▶ 本文:
それこそ世の邪悪全てをその背に背負い、全身から負のオーラを立ち上らせているその姿に、思わずしびれてしまう。そして、これから何が起こるのか、どのような悪逆が、非道が行われるのか、暗く背徳的な期待に、読む者は胸を高鳴らせることになる。
物語は、ジョーカーの子分となる一人のチンピラの視点から描かれる。ジョーカーの成す殺戮、破壊、陰謀を間近で見ながら、時にはその手先となって犯罪行為を行い、しまいには自らもその狂気のとりことなるこのチンピラの目を通して、ジョーカーという"巨大な虚無"の輪郭が描かれてゆく。そう、ジョーカーとは巨大な虚無だ。ジョーカーの犯罪に理由は無い。それは殺戮の為の殺戮であり、破壊の為の破壊だ。ジョーカーはひたすら得体の知れない存在であり、その道理の無さ、不可解さは、人智を超え、それはジョーカーという名のひとつの人格なのではなく、全てを飲み込むブラックホールの如き超自然的な虚無なのだと思わせる。
ジョーカーの行為はある意味犯罪ですらない。いずれ物は壊れ、人は死に、この世界は無へと還る。ジョーカーはそれを早めているだけに過ぎないとすら言える。人は善なる意思と生への渇望から、これらの崩壊をできるだけ押し止め、新しいものを生み出し、人の生きる世界を作ろうとする。しかしジョーカーはそれを善しとしない。ジョーカーにとってそれらは全て無駄なあがきに過ぎない。壊れるものは壊し、死ぬ者は死なせてあげよう!それがこの世の摂理ってもんさ!世界を嘲笑し、全てを無に、無秩序に、暗黒に帰す為にのみ存在するジョーカーは、実はエントロピーの神だったと言えるのかも知れない。

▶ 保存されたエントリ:
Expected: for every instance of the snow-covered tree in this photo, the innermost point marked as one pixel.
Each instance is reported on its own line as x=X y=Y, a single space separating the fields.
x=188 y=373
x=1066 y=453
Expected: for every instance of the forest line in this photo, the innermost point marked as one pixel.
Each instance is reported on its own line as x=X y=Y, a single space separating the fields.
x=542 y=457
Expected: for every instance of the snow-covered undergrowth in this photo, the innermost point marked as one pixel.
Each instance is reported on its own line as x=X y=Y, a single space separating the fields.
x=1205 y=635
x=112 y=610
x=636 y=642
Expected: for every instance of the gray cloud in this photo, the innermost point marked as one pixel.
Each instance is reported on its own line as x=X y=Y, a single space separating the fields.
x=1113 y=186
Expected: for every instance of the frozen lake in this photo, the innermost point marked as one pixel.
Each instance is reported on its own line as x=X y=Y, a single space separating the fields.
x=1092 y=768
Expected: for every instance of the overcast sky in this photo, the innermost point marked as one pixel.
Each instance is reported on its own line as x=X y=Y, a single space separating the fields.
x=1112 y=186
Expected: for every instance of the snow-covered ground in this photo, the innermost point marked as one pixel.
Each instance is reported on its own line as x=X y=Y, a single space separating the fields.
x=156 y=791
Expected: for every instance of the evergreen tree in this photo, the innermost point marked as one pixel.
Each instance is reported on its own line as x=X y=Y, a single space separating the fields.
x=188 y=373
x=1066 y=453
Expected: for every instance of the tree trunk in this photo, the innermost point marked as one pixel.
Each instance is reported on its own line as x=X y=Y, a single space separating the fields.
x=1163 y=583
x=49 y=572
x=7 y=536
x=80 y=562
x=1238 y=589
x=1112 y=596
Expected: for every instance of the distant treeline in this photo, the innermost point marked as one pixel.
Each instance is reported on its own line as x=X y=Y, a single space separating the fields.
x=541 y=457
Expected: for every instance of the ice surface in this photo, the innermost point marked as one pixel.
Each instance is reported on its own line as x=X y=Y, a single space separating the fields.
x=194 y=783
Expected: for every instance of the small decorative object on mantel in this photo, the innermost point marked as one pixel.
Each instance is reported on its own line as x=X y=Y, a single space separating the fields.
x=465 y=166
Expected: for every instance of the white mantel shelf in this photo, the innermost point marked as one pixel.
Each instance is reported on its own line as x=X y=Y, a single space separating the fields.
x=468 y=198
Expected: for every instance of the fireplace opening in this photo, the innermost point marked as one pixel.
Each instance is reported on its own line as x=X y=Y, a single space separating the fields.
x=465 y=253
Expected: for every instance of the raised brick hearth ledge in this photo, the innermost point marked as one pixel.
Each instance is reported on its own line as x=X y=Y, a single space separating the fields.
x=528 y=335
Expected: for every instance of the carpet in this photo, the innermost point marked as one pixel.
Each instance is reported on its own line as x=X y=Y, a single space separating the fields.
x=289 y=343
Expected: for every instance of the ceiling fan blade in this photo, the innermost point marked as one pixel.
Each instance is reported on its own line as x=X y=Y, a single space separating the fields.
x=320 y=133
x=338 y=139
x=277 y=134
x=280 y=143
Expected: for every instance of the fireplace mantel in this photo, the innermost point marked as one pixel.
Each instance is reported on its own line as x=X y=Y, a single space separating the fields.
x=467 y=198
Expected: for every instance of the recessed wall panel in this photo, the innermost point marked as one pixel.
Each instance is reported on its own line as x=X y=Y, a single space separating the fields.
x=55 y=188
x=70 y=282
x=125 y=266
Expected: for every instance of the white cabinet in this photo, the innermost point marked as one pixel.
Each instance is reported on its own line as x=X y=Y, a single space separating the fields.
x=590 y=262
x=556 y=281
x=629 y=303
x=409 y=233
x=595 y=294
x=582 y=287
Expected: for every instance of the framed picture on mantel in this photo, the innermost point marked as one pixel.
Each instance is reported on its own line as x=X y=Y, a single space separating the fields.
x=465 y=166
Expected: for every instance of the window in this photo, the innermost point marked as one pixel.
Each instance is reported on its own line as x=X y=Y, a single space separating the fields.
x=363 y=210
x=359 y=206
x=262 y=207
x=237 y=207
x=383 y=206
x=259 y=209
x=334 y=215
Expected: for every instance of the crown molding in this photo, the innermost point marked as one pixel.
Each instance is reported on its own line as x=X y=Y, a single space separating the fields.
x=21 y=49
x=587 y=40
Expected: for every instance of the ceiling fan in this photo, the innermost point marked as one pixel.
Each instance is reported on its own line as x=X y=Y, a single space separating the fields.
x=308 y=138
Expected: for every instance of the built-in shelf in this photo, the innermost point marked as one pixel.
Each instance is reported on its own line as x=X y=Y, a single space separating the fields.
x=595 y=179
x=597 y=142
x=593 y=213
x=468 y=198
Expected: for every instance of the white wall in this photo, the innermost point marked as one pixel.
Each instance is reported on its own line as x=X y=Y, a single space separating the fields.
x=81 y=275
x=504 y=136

▶ 課題の詳細: ジョーカーを論じた本文を、一字も変えずに最初から最後まで書き写せ。

▶ 最終解答:
それこそ世の邪悪全てをその背に背負い、全身から負のオーラを立ち上らせているその姿に、思わずしびれてしまう。そして、これから何が起こるのか、どのような悪逆が、非道が行われるのか、暗く背徳的な期待に、読む者は胸を高鳴らせることになる。
物語は、ジョーカーの子分となる一人のチンピラの視点から描かれる。ジョーカーの成す殺戮、破壊、陰謀を間近で見ながら、時にはその手先となって犯罪行為を行い、しまいには自らもその狂気のとりことなるこのチンピラの目を通して、ジョーカーという"巨大な虚無"の輪郭が描かれてゆく。そう、ジョーカーとは巨大な虚無だ。ジョーカーの犯罪に理由は無い。それは殺戮の為の殺戮であり、破壊の為の破壊だ。ジョーカーはひたすら得体の知れない存在であり、その道理の無さ、不可解さは、人智を超え、それはジョーカーという名のひとつの人格なのではなく、全てを飲み込むブラックホールの如き超自然的な虚無なのだと思わせる。
ジョーカーの行為はある意味犯罪ですらない。いずれ物は壊れ、人は死に、この世界は無へと還る。ジョーカーはそれを早めているだけに過ぎないとすら言える。人は善なる意思と生への渇望から、これらの崩壊をできるだけ押し止め、新しいものを生み出し、人の生きる世界を作ろうとする。しかしジョーカーはそれを善しとしない。ジョーカーにとってそれらは全て無駄なあがきに過ぎない。壊れるものは壊し、死ぬ者は死なせてあげよう!それがこの世の摂理ってもんさ!世界を嘲笑し、全てを無に、無秩序に、暗黒に帰す為にのみ存在するジョーカーは、実はエントロピーの神だったと言えるのかも知れない。